>> Start

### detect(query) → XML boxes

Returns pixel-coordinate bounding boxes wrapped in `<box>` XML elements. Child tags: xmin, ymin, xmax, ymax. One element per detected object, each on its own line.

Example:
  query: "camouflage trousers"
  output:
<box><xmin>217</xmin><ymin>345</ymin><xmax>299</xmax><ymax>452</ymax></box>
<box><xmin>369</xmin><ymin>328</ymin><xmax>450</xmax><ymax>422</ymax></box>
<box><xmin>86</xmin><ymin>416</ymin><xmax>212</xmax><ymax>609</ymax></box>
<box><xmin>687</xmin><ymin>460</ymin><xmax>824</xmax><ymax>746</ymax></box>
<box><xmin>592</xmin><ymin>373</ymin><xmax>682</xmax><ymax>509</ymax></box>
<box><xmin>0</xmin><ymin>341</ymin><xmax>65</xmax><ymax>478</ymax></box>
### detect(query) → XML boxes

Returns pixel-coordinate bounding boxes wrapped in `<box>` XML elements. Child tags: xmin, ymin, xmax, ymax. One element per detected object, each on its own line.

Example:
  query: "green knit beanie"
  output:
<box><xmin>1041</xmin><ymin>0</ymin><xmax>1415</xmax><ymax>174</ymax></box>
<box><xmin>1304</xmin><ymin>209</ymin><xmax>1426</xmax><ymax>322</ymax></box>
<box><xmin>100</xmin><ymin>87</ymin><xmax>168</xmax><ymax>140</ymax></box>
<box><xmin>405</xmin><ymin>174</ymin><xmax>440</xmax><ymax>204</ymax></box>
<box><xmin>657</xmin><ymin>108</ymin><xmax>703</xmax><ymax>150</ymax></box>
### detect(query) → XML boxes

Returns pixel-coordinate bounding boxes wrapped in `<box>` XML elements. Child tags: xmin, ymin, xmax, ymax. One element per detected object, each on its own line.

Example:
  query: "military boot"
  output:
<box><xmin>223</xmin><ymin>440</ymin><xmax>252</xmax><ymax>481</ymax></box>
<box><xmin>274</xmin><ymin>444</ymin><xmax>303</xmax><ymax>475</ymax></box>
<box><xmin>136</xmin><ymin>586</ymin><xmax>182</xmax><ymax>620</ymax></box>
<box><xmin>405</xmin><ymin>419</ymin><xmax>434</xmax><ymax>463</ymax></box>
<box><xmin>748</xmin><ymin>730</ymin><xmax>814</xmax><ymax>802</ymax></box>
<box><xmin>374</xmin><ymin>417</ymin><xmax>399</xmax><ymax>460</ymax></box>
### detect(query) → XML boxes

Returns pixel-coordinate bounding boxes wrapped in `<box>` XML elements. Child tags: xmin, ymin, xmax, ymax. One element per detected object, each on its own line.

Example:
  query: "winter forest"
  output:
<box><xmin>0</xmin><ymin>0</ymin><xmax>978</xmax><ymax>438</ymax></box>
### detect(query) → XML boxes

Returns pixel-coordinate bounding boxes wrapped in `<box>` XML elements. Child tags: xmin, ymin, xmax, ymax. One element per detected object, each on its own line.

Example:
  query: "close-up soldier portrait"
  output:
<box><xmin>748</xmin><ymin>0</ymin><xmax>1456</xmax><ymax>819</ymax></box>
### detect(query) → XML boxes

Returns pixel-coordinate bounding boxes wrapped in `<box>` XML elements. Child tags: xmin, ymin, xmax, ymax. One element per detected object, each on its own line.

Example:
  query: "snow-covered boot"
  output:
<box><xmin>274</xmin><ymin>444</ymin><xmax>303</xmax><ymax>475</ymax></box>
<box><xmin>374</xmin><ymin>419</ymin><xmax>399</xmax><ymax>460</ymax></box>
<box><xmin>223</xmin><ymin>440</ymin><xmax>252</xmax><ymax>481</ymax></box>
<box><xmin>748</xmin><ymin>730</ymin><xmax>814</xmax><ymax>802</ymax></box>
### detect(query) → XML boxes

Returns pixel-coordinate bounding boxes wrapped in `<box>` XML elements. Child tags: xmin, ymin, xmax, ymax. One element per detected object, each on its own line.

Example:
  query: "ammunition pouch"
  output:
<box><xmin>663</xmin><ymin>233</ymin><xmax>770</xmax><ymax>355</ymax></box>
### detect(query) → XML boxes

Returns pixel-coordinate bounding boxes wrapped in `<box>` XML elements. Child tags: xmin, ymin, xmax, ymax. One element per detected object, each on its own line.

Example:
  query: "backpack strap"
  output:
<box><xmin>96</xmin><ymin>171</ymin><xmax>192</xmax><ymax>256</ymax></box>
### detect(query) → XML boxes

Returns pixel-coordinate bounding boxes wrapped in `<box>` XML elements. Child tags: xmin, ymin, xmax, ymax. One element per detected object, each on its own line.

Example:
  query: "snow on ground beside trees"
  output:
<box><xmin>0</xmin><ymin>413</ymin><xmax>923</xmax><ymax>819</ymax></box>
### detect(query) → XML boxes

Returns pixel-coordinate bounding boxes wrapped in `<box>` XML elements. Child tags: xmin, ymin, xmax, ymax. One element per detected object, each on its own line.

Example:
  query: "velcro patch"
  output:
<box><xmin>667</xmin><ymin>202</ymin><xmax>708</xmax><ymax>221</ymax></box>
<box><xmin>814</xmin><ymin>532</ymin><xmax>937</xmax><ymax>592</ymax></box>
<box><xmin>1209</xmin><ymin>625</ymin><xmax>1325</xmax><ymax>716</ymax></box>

>> End

Copy out each line in the entries above that contains the string "boot".

*WORKED SOLUTION*.
  query: "military boot"
  query: "snow-covered boot"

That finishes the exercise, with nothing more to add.